__Named-object pointing records__
- - -

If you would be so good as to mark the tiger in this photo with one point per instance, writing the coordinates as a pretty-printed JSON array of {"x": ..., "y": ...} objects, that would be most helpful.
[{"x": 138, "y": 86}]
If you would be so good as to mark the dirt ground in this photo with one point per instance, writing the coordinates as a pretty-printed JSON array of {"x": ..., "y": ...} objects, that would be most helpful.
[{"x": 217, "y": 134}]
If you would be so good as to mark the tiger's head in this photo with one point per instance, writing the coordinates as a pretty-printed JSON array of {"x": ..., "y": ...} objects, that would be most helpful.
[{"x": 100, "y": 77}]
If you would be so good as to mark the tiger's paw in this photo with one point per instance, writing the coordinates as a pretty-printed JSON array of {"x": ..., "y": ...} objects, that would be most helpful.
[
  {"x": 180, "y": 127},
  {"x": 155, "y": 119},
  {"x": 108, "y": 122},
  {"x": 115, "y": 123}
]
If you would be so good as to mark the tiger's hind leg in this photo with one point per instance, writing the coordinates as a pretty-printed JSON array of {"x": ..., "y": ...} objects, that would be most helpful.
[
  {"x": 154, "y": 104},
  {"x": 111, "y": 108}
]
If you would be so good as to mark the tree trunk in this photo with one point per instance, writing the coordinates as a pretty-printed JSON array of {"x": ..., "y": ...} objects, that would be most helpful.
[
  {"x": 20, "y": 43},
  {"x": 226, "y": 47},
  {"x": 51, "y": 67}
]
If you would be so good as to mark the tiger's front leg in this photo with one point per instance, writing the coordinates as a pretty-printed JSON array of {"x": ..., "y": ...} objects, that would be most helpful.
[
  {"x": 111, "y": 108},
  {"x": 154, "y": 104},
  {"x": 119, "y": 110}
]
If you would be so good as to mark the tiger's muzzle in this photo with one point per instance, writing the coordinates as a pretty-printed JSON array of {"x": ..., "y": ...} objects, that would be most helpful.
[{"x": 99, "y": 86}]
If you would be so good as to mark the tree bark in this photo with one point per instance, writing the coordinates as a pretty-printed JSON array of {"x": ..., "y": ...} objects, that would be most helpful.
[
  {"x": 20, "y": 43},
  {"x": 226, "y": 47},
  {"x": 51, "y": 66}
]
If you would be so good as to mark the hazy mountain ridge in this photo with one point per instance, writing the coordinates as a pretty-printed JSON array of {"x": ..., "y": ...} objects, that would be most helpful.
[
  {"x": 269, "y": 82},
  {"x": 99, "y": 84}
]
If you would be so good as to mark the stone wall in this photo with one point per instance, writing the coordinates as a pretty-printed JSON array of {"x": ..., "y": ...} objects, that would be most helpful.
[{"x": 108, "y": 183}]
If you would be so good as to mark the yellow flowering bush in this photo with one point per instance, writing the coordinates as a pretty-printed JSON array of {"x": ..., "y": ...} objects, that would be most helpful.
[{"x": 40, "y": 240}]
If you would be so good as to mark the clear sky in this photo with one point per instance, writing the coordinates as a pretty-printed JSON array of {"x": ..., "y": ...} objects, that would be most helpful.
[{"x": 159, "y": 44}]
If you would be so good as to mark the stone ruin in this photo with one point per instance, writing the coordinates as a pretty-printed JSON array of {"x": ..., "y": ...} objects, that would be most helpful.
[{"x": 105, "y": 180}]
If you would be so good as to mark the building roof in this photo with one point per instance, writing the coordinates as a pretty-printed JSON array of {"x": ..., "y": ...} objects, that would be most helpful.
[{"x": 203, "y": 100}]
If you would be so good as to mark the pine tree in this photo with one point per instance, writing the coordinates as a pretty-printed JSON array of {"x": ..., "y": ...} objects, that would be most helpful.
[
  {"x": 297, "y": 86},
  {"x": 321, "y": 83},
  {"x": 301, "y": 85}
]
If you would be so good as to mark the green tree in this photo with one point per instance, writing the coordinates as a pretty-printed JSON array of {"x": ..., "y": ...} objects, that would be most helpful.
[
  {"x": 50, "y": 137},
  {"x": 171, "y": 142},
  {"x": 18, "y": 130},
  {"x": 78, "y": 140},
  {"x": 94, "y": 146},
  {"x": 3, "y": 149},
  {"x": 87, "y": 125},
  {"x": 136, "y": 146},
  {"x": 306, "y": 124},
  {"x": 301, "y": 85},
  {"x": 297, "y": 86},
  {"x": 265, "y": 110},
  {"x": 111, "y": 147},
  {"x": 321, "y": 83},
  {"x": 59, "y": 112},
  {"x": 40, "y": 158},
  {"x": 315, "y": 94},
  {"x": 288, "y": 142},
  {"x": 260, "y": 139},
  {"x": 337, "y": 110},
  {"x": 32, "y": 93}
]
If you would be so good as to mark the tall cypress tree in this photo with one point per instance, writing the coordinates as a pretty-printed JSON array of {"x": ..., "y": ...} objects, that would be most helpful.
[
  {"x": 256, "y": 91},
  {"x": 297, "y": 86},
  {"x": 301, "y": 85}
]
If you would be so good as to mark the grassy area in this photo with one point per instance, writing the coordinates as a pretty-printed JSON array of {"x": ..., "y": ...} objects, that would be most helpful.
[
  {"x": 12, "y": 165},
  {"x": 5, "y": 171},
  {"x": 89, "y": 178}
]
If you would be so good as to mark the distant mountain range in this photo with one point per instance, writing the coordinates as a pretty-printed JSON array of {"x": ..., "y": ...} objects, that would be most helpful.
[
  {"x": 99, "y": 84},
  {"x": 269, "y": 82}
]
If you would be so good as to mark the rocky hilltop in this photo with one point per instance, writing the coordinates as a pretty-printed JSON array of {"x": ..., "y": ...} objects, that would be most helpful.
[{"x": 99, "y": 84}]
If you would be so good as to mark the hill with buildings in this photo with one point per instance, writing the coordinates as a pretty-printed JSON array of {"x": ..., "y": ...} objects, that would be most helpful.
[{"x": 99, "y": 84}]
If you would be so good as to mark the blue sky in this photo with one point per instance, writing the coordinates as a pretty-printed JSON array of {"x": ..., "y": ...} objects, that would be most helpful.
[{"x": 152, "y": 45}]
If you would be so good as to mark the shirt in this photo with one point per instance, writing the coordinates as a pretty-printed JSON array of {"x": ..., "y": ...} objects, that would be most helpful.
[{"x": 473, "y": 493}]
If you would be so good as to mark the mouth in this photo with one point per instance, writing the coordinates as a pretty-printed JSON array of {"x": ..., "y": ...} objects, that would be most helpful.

- - -

__Goal__
Give back the lines of the listing from the one with "If you would be so good as to mark the grassy" through the end, both included, exactly as written and with nothing added.

__Task output__
If you would be so good as to mark the grassy area in this photo with one point per instance, writing the coordinates as a pretty-printed JSON array of {"x": ..., "y": ...} objects, that would be most helpful.
[
  {"x": 12, "y": 165},
  {"x": 5, "y": 171},
  {"x": 89, "y": 178}
]
If you would be so good as to mark the distant mountain range in this photo with one point per instance, writing the coordinates as a pretty-printed JSON array of {"x": ..., "y": ...} objects, that would be most helpful.
[
  {"x": 99, "y": 84},
  {"x": 269, "y": 82}
]
If you would be so good as to mark the rocky hilltop in this photo with one point per instance, writing the coordinates as a pretty-printed JSON array of {"x": ..., "y": ...} objects, that would be most helpful.
[{"x": 99, "y": 84}]
If you would be so good as to mark the hill with buildings in this photo with one point per instance, writing the coordinates as a pretty-printed JSON array of {"x": ..., "y": ...} objects, that would be most helpful.
[{"x": 99, "y": 84}]
If you would be so good as to mark the blue sky in this photo with one point per instance, writing the coordinates as a pretty-printed JSON array of {"x": ..., "y": ...} objects, that would be most helpful.
[{"x": 152, "y": 45}]
If you would be so good as to mark the shirt in this photo with one point per instance, writing the coordinates as a pretty-printed JSON array of {"x": ..., "y": ...} objects, that would be most helpful.
[{"x": 473, "y": 493}]
If you would be so good as to mark the mouth in this photo with one point per instance, writing the coordinates as a pretty-printed JSON array of {"x": ..., "y": ...} objects, that would be most helpful.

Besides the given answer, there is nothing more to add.